Sulfur isotope data for deep-water Hamersley Basin pyrite samples spanning 2.7 to 2.45 Ga, displayed as δ34S versus δ33S (A) and δ34S versus ∆33S (B). Pre-USI data are from the Jeerinah Formation and lower Mount McRae Shale (20, 27); the LSI and siderite-facies BIF beneath the USI (9); and the Marra Mamba BIF (27), which was deposited between the Jeerinah Formation and the Mount McRae Shale. USI/Brockman BIF (BrIF) data are from the USI (9) and the overlying BrIF (27, 28). The line labeled “MDF” in (A) is the mass-dependent fractionation line, defined as δ33S = 0.515 × δ34S (29). The gray box in (B) represents the range of ∆33S values attainable by mass-dependent processes (30, 31).

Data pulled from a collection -

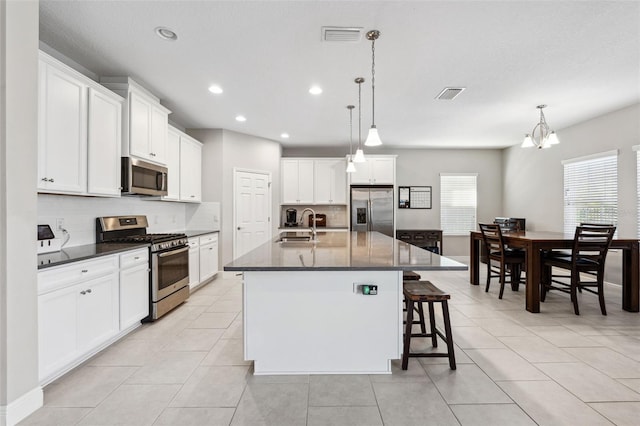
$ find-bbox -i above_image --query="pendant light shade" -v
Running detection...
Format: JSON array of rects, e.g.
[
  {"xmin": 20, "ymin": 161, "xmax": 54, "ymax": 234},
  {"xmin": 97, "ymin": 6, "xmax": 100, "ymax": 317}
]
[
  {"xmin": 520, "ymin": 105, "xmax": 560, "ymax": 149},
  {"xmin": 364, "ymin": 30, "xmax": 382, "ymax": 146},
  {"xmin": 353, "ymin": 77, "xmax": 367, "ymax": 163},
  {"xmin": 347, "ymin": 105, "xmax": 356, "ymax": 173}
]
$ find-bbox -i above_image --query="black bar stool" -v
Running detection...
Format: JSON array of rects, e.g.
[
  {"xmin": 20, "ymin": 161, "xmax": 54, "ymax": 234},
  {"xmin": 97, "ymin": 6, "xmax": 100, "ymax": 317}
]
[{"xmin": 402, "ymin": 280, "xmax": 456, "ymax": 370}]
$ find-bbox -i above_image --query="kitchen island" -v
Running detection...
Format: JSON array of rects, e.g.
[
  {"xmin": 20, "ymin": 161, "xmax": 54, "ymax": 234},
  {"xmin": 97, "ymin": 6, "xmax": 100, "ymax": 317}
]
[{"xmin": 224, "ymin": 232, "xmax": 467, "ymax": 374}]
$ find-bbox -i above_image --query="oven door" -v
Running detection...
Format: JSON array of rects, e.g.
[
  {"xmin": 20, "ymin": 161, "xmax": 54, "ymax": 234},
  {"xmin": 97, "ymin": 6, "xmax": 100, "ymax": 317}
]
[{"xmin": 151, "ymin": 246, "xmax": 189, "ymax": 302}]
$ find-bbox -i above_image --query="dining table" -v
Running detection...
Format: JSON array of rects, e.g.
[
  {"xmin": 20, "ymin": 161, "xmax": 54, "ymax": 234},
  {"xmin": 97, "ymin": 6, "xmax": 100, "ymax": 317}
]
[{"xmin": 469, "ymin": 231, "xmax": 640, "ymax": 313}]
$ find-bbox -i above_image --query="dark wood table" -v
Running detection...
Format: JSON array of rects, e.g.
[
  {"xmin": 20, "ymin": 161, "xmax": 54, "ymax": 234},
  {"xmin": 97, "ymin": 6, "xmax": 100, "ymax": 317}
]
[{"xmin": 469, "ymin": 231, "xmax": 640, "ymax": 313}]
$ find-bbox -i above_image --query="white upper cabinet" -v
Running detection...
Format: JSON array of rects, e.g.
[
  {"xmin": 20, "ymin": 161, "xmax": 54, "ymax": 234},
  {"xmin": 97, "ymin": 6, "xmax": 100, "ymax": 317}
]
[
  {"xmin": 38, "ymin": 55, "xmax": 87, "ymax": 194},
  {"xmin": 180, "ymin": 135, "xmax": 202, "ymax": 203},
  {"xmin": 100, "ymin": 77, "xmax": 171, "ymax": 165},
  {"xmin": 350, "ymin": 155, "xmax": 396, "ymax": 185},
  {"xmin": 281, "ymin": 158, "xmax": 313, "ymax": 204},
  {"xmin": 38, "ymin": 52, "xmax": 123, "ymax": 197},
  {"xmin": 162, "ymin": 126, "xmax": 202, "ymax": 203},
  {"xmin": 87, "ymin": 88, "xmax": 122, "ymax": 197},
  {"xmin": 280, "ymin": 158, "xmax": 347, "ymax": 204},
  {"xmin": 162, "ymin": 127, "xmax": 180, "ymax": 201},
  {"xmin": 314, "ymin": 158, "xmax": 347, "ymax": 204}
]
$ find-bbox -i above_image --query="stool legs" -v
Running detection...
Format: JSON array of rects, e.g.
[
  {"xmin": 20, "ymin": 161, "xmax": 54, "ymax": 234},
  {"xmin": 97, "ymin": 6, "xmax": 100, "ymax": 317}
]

Instruction - Write out the whole sulfur isotope caption word for word. You won't need the records for this.

Full response -
Sulfur isotope data for deep-water Hamersley Basin pyrite samples spanning 2.7 to 2.45 Ga, displayed as δ34S versus δ33S (A) and δ34S versus ∆33S (B). Pre-USI data are from the Jeerinah Formation and lower Mount McRae Shale (20, 27); the LSI and siderite-facies BIF beneath the USI (9); and the Marra Mamba BIF (27), which was deposited between the Jeerinah Formation and the Mount McRae Shale. USI/Brockman BIF (BrIF) data are from the USI (9) and the overlying BrIF (27, 28). The line labeled “MDF” in (A) is the mass-dependent fractionation line, defined as δ33S = 0.515 × δ34S (29). The gray box in (B) represents the range of ∆33S values attainable by mass-dependent processes (30, 31).